(Labeled-object pointing entries)

- - - -

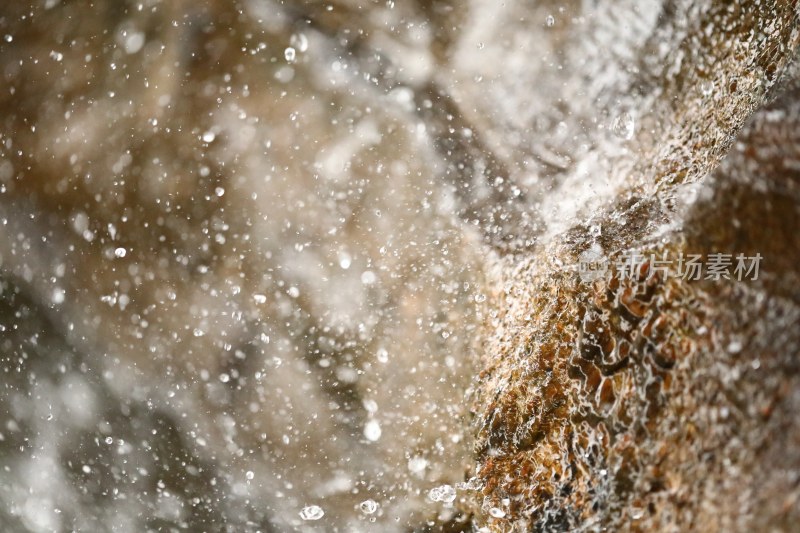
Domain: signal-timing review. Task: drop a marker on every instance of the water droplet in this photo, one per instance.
(382, 355)
(134, 42)
(312, 512)
(443, 493)
(624, 125)
(497, 512)
(299, 41)
(369, 506)
(58, 295)
(417, 465)
(345, 260)
(372, 430)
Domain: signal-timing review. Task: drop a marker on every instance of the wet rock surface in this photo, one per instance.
(316, 266)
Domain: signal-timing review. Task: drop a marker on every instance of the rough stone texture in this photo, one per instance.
(230, 337)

- - - -

- TASK OBJECTIVE
Convert all the entries into a two-column CSV with the columns "text" and "answer," one row per entry, putting each value in its own quoted field and replacing line breaks with spaces. Leave the pictures out.

- CORRECT OUTPUT
text,answer
"Domain: signal-timing review. Task: drop a marker on every instance of the water droplet in this photo, one per instance.","(382, 355) (134, 42) (312, 512) (443, 493) (624, 125) (497, 512) (299, 41) (369, 506) (58, 295) (417, 465) (345, 260) (372, 430)"
"Domain: signal-timing review. Task: drop a marker on every instance of the wet rock surface in this photo, one per instance.","(316, 266)"
"Domain: signal-timing review. Task: drop a marker on every instance of the rough stone texture in this photo, one per instance.","(230, 337)"